● **EXERCISE DIRECTIONS**
Rewrite only the part of the data that opens with the line containing "TARGET: the grassland" and runs through the end of the data, changing "put one dot" to "place one marker" and leaving everything else unchanged.

* BEGIN *

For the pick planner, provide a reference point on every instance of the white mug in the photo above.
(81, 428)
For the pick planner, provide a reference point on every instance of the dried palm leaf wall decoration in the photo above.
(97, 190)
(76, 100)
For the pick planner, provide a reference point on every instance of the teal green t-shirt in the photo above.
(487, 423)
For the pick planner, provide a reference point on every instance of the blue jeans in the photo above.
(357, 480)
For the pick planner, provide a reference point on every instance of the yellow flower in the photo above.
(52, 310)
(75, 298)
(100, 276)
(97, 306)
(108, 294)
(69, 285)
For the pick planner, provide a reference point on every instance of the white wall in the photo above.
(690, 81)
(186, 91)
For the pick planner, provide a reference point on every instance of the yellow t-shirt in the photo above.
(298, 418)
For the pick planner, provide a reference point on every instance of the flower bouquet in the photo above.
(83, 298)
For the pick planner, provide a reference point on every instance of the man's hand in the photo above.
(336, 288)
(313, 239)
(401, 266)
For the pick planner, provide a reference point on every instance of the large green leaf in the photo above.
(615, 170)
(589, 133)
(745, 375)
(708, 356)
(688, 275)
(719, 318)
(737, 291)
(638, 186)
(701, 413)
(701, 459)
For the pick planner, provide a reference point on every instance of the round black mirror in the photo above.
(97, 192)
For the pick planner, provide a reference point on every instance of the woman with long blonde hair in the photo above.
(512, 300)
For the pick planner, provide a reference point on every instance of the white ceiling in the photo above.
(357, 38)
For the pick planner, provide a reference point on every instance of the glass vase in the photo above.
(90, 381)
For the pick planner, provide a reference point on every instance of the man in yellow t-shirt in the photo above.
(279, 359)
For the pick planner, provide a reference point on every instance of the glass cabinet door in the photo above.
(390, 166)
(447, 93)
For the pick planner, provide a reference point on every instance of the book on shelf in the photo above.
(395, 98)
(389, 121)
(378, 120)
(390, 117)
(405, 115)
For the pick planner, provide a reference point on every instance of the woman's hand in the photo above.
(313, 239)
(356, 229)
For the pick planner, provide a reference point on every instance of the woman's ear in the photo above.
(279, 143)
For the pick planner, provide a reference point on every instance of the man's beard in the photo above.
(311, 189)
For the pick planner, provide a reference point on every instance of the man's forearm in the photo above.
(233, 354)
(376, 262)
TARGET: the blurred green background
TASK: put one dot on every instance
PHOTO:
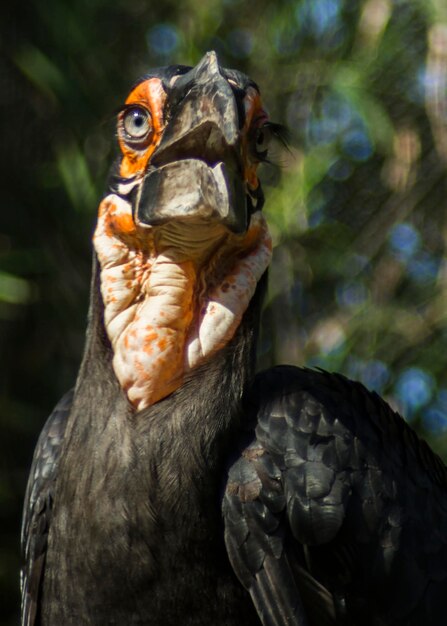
(357, 208)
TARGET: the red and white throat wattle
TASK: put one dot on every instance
(173, 295)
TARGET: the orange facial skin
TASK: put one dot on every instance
(255, 117)
(175, 294)
(150, 95)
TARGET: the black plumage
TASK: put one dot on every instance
(294, 497)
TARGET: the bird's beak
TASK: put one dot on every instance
(196, 170)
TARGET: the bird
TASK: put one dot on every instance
(176, 484)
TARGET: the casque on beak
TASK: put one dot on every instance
(196, 171)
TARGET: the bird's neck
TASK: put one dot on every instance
(174, 294)
(215, 386)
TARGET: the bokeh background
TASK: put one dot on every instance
(357, 206)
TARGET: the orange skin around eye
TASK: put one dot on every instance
(151, 95)
(255, 116)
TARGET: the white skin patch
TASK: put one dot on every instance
(158, 327)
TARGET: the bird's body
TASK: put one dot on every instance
(174, 487)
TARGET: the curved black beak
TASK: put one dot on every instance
(196, 171)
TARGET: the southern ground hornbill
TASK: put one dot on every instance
(175, 487)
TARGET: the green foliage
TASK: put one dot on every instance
(357, 206)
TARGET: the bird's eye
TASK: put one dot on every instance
(261, 141)
(136, 123)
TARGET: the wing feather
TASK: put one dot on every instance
(37, 508)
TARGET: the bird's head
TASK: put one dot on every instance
(181, 239)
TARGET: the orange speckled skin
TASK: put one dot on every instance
(158, 325)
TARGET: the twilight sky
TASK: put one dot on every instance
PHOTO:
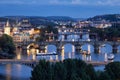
(72, 8)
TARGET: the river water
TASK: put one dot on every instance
(22, 72)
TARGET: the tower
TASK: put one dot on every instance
(7, 28)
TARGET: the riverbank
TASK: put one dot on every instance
(6, 56)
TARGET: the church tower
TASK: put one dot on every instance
(7, 28)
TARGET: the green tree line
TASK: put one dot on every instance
(73, 69)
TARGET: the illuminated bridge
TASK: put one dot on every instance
(33, 63)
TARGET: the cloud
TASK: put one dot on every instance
(63, 2)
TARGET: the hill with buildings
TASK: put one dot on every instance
(38, 20)
(107, 17)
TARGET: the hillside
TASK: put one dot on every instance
(107, 17)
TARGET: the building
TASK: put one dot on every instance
(7, 28)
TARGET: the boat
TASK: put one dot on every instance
(110, 56)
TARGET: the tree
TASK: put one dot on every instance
(7, 44)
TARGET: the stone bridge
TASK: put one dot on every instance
(77, 44)
(33, 63)
(30, 63)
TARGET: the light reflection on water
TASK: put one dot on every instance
(21, 72)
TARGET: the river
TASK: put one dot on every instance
(22, 72)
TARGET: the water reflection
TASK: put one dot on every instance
(8, 72)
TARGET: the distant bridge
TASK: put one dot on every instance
(33, 63)
(30, 63)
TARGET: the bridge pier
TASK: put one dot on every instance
(96, 48)
(42, 48)
(78, 48)
(60, 50)
(114, 48)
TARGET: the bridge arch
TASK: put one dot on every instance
(51, 48)
(106, 48)
(68, 47)
(88, 47)
(32, 48)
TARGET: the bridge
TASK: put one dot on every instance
(30, 63)
(33, 63)
(77, 44)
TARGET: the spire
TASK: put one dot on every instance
(7, 23)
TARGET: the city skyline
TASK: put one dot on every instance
(72, 8)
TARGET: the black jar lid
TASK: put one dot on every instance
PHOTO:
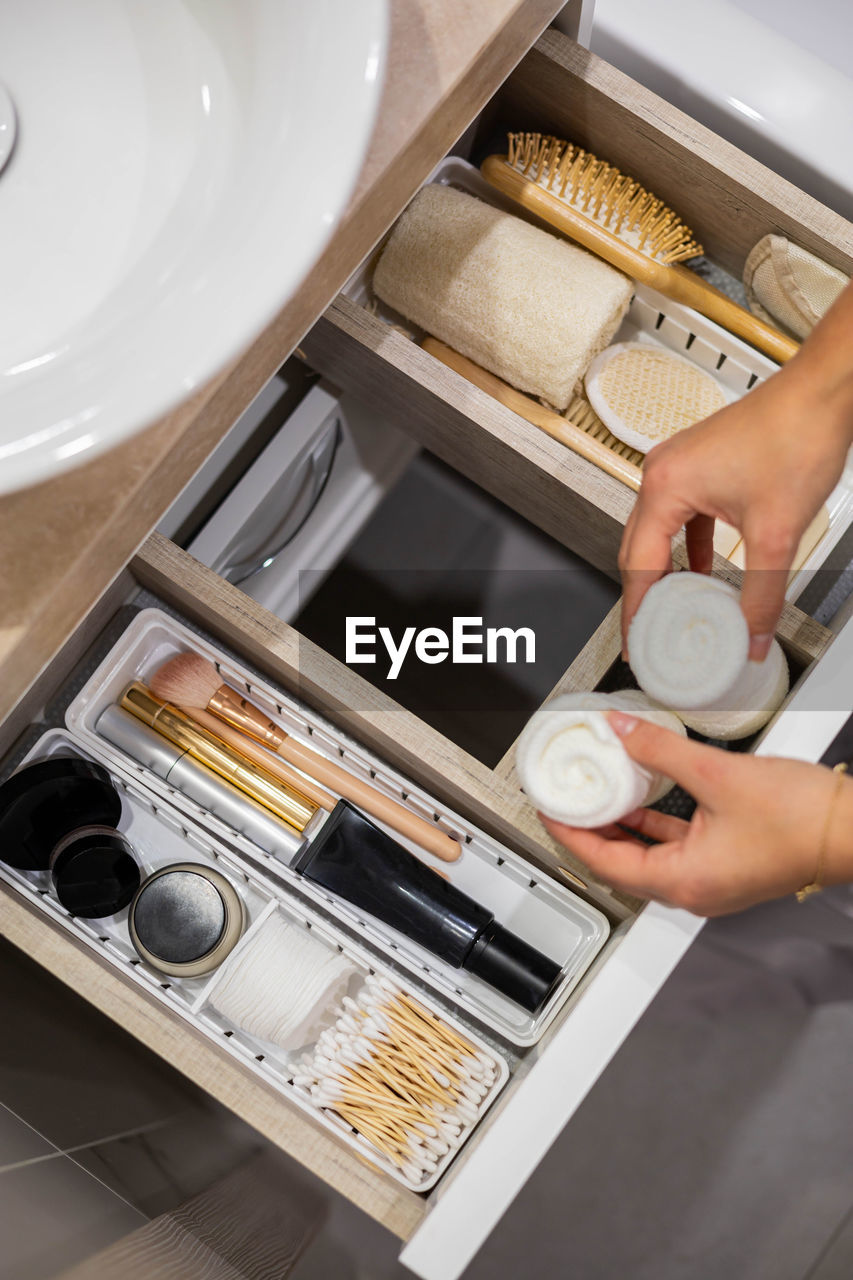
(186, 918)
(95, 872)
(45, 800)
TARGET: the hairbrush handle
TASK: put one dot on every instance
(674, 282)
(546, 419)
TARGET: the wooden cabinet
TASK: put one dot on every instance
(730, 201)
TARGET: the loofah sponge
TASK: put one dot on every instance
(520, 302)
(644, 394)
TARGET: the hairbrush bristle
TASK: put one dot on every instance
(187, 680)
(603, 193)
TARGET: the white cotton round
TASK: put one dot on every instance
(688, 647)
(282, 986)
(574, 767)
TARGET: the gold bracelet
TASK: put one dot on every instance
(815, 887)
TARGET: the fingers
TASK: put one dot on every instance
(699, 769)
(641, 869)
(656, 826)
(644, 557)
(770, 554)
(646, 553)
(699, 543)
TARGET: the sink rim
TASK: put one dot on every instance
(115, 376)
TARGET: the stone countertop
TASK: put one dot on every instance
(63, 542)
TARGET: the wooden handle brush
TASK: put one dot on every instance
(615, 218)
(546, 419)
(194, 684)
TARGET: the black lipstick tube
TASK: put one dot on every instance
(357, 862)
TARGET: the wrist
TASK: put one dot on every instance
(838, 845)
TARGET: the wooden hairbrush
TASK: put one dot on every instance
(614, 216)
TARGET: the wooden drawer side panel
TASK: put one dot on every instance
(569, 498)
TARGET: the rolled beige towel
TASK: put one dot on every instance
(574, 767)
(523, 304)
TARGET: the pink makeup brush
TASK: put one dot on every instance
(194, 684)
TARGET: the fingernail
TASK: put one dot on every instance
(623, 723)
(760, 647)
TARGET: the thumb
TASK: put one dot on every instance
(698, 768)
(765, 580)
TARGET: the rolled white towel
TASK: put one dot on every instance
(688, 647)
(574, 767)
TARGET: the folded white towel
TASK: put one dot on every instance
(574, 767)
(688, 647)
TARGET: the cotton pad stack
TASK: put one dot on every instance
(644, 394)
(281, 983)
(527, 306)
(688, 647)
(575, 769)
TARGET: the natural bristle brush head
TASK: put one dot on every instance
(605, 195)
(187, 680)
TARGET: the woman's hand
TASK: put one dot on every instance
(763, 464)
(756, 832)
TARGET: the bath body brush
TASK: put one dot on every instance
(612, 215)
(644, 394)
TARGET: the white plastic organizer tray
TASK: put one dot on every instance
(543, 913)
(160, 835)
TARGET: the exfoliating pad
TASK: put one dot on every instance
(644, 394)
(516, 300)
(574, 767)
(688, 645)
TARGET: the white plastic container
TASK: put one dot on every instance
(541, 912)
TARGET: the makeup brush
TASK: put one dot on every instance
(194, 684)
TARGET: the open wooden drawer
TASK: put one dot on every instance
(548, 1082)
(731, 202)
(726, 199)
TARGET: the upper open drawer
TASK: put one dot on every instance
(726, 199)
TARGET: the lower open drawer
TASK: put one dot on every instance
(548, 1080)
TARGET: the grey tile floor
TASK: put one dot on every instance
(96, 1134)
(719, 1143)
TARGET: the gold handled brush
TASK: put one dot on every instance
(615, 218)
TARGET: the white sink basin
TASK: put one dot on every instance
(178, 167)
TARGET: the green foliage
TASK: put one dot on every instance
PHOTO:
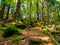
(10, 31)
(16, 40)
(33, 41)
(44, 30)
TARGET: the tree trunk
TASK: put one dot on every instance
(2, 11)
(8, 11)
(44, 11)
(37, 11)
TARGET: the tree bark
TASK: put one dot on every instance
(8, 11)
(17, 13)
(2, 11)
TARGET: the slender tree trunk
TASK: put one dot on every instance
(30, 11)
(8, 11)
(37, 11)
(2, 11)
(17, 13)
(44, 11)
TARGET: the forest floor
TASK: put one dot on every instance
(34, 33)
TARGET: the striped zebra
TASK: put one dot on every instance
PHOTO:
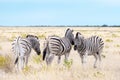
(22, 49)
(58, 46)
(90, 46)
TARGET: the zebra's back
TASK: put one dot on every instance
(94, 44)
(21, 46)
(59, 46)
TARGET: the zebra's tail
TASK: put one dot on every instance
(16, 60)
(44, 53)
(45, 50)
(15, 48)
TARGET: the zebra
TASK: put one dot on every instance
(90, 46)
(22, 49)
(58, 46)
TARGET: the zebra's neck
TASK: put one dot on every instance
(82, 47)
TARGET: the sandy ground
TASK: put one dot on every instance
(37, 69)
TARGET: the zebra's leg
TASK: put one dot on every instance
(26, 60)
(85, 59)
(81, 56)
(49, 59)
(59, 58)
(21, 63)
(66, 56)
(99, 56)
(96, 59)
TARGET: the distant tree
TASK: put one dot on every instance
(104, 25)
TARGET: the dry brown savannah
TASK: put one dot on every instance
(73, 69)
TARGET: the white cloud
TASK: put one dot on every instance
(107, 2)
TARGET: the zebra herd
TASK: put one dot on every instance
(57, 46)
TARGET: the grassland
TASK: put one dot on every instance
(72, 70)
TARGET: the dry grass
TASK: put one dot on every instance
(71, 70)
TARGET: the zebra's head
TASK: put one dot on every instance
(78, 40)
(70, 36)
(35, 43)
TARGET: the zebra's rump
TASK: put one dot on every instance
(58, 46)
(21, 46)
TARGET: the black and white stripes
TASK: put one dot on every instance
(58, 46)
(22, 49)
(90, 46)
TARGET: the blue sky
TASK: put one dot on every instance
(59, 12)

* END *

● **FINAL RESULT**
TARGET: the grassland
TASK: place one marker on every instance
(72, 70)
TARGET: the dry grass
TASK: place one marker on every instance
(71, 70)
TARGET: the zebra's head
TASK: place one marker on every instance
(78, 40)
(70, 36)
(35, 43)
TARGET: the zebra's rump
TASK: place one marker on every instance
(58, 46)
(21, 46)
TARGET: the black and white stripes
TASK: place one marker on every instance
(58, 46)
(22, 49)
(90, 46)
TARGET: the blue sky
TASK: place one marker on every instance
(59, 12)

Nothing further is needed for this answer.